Work item. Each line from the one that contains "Place one point per instance of the player wearing" through the last line of the listing below is to be returned exactly as it stands, and nothing else.

Materials provided.

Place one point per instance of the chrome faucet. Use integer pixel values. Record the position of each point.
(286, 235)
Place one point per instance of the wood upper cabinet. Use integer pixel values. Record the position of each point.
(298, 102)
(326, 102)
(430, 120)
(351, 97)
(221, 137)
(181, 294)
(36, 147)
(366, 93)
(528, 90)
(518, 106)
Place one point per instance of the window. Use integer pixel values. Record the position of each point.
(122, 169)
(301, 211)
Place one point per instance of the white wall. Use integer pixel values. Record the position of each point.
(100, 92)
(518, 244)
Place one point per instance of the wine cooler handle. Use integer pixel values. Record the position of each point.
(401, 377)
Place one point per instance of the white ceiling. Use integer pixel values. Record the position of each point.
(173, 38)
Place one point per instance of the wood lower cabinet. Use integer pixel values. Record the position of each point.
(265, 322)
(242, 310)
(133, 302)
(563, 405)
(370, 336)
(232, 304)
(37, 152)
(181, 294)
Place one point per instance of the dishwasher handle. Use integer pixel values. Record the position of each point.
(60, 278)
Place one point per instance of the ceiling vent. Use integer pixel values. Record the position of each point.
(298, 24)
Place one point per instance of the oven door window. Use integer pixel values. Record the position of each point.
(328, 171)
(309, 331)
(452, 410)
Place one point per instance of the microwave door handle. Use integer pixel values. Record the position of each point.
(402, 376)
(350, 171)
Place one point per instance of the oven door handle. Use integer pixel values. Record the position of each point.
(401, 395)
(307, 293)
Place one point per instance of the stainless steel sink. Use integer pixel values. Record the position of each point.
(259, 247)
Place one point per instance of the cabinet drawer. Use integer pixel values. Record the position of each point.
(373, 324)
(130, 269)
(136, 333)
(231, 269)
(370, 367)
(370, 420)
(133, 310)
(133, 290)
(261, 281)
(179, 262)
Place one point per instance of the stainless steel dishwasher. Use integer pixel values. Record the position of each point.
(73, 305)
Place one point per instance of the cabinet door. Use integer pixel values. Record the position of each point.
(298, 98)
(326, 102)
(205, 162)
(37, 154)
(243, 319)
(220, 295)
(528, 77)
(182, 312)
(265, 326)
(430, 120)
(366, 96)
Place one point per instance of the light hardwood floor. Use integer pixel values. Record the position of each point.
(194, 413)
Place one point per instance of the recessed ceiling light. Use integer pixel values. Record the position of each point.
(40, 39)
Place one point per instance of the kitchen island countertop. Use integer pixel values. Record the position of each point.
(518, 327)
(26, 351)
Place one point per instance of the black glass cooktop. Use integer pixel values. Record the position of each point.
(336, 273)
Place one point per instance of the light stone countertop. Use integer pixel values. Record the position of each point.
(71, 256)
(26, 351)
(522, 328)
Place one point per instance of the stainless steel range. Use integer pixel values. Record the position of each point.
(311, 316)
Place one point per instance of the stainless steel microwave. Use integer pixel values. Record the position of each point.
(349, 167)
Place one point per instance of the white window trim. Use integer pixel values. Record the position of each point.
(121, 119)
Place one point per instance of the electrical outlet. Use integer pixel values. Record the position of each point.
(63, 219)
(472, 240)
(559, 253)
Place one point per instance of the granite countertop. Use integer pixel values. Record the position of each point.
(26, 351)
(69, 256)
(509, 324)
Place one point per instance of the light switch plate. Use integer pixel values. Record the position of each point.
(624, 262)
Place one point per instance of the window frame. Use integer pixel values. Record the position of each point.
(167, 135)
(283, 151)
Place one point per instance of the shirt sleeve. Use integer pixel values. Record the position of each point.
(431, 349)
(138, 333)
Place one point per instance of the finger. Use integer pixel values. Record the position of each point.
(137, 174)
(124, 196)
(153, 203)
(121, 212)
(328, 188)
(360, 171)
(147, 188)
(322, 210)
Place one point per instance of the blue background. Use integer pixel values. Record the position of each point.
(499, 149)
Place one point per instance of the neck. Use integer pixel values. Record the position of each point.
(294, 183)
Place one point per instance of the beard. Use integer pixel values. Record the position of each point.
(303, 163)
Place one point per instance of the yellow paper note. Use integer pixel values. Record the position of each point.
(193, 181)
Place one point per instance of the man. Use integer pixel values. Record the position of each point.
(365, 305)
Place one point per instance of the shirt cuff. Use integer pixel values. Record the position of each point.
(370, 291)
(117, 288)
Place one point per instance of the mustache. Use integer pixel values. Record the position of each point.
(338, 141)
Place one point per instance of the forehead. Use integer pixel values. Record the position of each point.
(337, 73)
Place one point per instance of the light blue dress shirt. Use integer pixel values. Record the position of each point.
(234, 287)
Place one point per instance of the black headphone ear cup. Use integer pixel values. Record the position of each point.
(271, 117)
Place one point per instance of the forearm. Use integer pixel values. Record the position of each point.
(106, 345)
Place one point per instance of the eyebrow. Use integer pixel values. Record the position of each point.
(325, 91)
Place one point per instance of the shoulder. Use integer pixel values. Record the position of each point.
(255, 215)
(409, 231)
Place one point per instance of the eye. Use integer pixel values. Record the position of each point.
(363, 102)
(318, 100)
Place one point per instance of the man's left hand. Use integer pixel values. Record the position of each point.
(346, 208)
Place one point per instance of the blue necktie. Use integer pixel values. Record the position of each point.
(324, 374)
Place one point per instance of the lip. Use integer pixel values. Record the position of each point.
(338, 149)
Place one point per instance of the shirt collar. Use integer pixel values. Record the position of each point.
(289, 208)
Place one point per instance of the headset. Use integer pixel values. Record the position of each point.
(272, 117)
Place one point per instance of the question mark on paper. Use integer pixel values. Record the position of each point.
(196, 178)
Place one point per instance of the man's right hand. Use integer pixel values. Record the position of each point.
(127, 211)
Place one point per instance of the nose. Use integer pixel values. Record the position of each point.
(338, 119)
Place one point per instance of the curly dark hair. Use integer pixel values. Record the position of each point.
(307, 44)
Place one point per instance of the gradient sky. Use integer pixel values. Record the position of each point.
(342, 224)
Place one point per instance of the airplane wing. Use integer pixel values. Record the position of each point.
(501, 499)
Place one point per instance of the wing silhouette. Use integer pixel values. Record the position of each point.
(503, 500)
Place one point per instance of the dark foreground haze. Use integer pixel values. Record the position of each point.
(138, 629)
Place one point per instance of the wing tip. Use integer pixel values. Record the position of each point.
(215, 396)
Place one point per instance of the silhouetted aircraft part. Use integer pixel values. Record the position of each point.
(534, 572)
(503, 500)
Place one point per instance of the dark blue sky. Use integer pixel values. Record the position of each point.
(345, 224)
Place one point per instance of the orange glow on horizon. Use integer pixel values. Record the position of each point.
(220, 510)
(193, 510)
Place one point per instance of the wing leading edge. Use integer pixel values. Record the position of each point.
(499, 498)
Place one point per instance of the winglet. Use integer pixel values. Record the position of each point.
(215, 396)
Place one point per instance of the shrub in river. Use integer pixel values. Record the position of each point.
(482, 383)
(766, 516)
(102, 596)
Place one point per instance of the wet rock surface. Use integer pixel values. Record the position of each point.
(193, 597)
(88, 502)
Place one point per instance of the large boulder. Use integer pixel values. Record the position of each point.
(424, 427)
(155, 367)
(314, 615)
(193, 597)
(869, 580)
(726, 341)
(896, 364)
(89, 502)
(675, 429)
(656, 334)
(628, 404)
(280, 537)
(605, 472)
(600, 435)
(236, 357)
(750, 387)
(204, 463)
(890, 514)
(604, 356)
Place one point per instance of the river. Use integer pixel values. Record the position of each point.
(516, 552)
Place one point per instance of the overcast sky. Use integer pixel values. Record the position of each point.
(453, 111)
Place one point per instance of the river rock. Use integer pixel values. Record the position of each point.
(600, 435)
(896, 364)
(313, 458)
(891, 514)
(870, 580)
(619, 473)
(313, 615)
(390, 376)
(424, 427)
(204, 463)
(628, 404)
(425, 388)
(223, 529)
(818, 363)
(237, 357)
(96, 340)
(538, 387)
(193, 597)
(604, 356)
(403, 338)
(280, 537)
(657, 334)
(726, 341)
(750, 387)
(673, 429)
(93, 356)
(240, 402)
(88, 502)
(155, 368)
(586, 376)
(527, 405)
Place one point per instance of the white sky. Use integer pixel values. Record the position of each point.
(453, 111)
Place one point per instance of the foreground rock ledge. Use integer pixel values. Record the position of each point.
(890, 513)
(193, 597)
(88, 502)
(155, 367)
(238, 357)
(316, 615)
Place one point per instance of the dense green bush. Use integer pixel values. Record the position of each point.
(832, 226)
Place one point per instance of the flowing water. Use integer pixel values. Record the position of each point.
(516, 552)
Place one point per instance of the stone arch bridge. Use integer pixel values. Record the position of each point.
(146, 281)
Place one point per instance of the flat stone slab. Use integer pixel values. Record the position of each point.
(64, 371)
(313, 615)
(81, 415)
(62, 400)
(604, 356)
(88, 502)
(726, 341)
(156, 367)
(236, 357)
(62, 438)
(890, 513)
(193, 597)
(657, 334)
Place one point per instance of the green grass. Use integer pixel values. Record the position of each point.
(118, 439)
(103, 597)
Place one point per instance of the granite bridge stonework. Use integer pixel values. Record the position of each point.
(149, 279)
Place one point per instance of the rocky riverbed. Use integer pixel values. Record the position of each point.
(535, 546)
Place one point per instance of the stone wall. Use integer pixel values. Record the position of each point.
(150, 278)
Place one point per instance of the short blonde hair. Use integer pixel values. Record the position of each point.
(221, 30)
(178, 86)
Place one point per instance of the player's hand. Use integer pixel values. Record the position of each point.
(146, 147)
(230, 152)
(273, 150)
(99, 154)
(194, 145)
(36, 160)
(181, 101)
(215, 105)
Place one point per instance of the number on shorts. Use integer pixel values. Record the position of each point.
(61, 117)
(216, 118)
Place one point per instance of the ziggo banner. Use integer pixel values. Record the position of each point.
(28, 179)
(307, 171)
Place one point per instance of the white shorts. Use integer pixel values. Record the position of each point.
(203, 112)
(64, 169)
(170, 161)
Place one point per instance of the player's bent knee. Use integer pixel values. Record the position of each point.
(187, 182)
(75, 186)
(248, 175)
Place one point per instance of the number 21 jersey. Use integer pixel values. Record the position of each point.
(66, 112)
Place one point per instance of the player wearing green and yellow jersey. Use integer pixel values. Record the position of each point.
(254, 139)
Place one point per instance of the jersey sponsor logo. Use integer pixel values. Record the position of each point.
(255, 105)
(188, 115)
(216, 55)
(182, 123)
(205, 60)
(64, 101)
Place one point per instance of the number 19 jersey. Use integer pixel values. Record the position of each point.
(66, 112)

Response box.
Place one point per instance of the player wearing green and yellow jersey. Use integer pixel values. Record the position of each point.
(254, 139)
Place one point per instance of the jersey sponsor logo. Use integer pixel values. Record the position of each point.
(255, 105)
(188, 115)
(216, 55)
(182, 123)
(205, 60)
(64, 101)
Place one point per instance of the number 19 jersey. Use integer pixel values. Record the position of each point.
(66, 112)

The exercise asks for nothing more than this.